Objective: Copy every line of the data file below word for word, but leave the pictures out of your answer.

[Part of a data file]
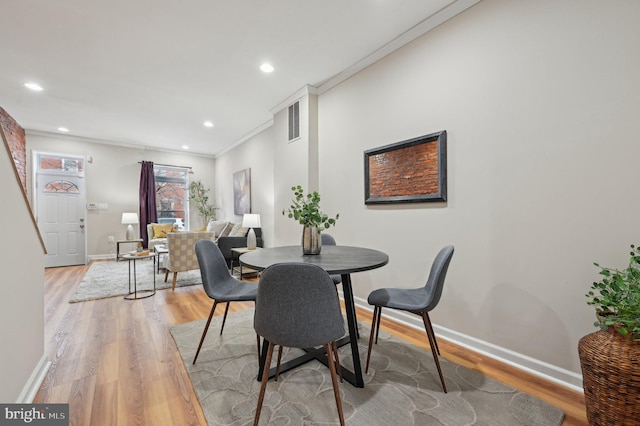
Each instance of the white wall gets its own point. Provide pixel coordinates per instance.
(539, 102)
(22, 304)
(114, 178)
(256, 154)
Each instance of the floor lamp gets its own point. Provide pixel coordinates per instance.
(129, 219)
(251, 221)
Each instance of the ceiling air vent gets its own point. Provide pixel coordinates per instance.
(294, 121)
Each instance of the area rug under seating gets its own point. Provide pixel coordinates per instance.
(402, 387)
(109, 279)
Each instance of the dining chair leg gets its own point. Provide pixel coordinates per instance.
(334, 380)
(258, 341)
(278, 363)
(432, 333)
(204, 332)
(263, 386)
(224, 318)
(378, 323)
(334, 347)
(433, 344)
(374, 321)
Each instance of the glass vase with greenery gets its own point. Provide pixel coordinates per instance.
(616, 297)
(305, 208)
(199, 195)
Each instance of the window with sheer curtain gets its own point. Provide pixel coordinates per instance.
(172, 195)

Exercise solution:
Each instance of the white wall gets its own point. Provide pixel coordinates per instance.
(539, 102)
(22, 304)
(114, 178)
(256, 154)
Each instance of the floor lamp gets its own point. Provide pixel coordinates per instance.
(129, 219)
(251, 221)
Each instance of the ceiling air vent gets its own point. Provide pixel coordinates per instance.
(294, 121)
Each instance of the area rug under seating gets its own point. Provide pixel coordinates per instance.
(402, 387)
(109, 279)
Each instance of the dining chair leg gets its own point. Provide pixel coordinates per instance.
(334, 380)
(258, 341)
(278, 363)
(432, 333)
(204, 332)
(263, 386)
(224, 318)
(378, 323)
(334, 347)
(433, 344)
(374, 321)
Each instance of the glass vase with greenery gets its own point. Provide pixel coordinates per instance.
(616, 297)
(305, 208)
(199, 195)
Each instance of the window with sheer curtain gets its own point. Provide pixel coordinates per instance.
(172, 195)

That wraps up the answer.